WORK INSTRUCTION A =>
Please copy the director interview below from "6) Have you" up to and including "as studying 8½.", replacing "my old man" with "my father".
WORK INSTRUCTION B =>
For each statement, say yes or no according to the director interview below, and quote the words that settle it.
(i) In the living-room staging of Hook, Tyler played Pan.
(ii) Both brothers studied film at Wesleyan University.
(iii) Sketching storyboards is named as the worst part of being a director.

TEXT UNDER STUDY =>
┏━━
1) How did you get into directing?
I have always been religious about movies. When I was a tiny tyke, I staged a live adaptation/re-imagining of Hook in my living room – I starred as Pan and forced my older brother Tyler (now my filmmaking partner/producer) to play every other part and work the camcorder. I guess that was my directorial debut; not much has changed since.
2) What is your most recent project?
I recently directed a cheeky children’s musical for Wellpoint through Rokkan NY called ‘The ABCs of Disease’ – an elementary school play/extravaganza about infectious illnesses. We tried to channel All That Jazz (maximum Mylar usage) and Busby Berkeley (glitzy top shot) but mostly it’s just cute singing kids dressed up as tapeworms and bacteria. I also just wrote and directed a short film called Four Eyes: a zany puberty comedy with a timeless American suburbia tinge. It’s an intensely personal project about eyeglasses, girlie mags, and getting conked in the face with a pop fly. It is very much on the Internet right now for you to watch.
3) What is the best part of being a director?
Sketching crude storyboards is my favorite part of being a director. It forces me to confront my own limitations in drawing humans standing sideways.
4) What is the worst part of being a director?
The worst part for me is bidding farewell to a project that I’ve become completely obsessed with and totally consumed by. Emerging from the cavernous creative cocoon of making a movie and entering back into the harsh brightness of the real world is always a rather large bummer.
5) What is your current career focus: commercials & branded content, TV, movies? Do you plan to specialize in a particular genre—comedy, drama, visual effects, etc.?
I’d like to make comedies of all shapes and sizes that have a distinct visual style and a lot of heart. Work that showcases a significant level of artifice and while still maintaining a sincere emotional base. Above all, though, I hope to make movies – commercials, branded content, series, features, spectaculars, nude snapchats, etc. – that appeal to the mass audience.
6) Have you a mentor and if so, who is that person (or persons) and what has been the lesson learned from that mentoring which resonates most with you?
Kevin Byrne, my old man, is the managing partner/EP at Hungry Man. I aspire to emulate his famously relentless work ethic and encyclopedic knowledge of the craft. Along with many other lessons, he taught me that studying Bill and Ted’s Excellent Adventure is just as important as studying 8½.
7) Who is your favorite director and why?
Among countless others, I love Billy Wilder, Powell & Pressburger, Scorsese, Nicholas Ray, Frank Tashlin, and the holy Ernst Lubitsch.
8) What is your favorite movie? Your favorite commercial or branded content?
Austin Powers: International Man of Mystery is my go-to top flick; it significantly inspired a bespectacled, kinky-haired 7-year-old me to embrace my true inner mojo. And Bryan Buckley’s seminal Monster.com “When I Grow Up” spot remains to me the gold standard of filmed advertising.
9) Tell use about your background (i.e. Where did you grow up? Past jobs?)
I was reared by two native New Yorkers in the wonderlands of suburban Jersey. There, my brother Tyler and I spent our boyhood watching tons of movies and roughhousing on the lawn. Later, we both studied film at Wesleyan University under Jeanine Basinger. Nowadays we make movies together in NYC.
┗━━
INFORMATION SUPPLIED =>
┏━━
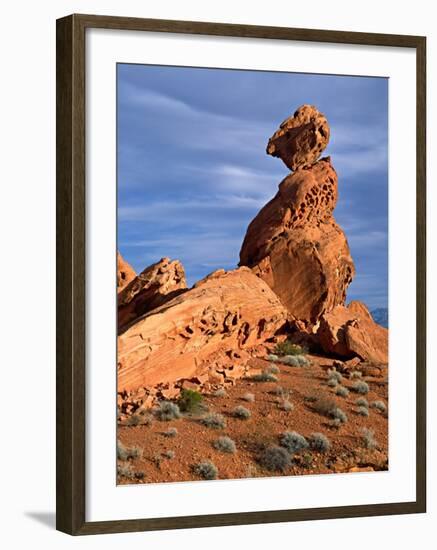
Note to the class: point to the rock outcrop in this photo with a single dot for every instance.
┗━━
EXERCISE OUTPUT A =>
6) Have you a mentor and if so, who is that person (or persons) and what has been the lesson learned from that mentoring which resonates most with you?
Kevin Byrne, my father, is the managing partner/EP at Hungry Man. I aspire to emulate his famously relentless work ethic and encyclopedic knowledge of the craft. Along with many other lessons, he taught me that studying Bill and Ted’s Excellent Adventure is just as important as studying 8½.

EXERCISE OUTPUT B =>
(i) No: "I starred as Pan and forced my older brother Tyler (now my filmmaking partner/producer) to play every other part and work the camcorder."
(ii) Yes: "Later, we both studied film at Wesleyan University under Jeanine Basinger."
(iii) No: "Sketching crude storyboards is my favorite part of being a director."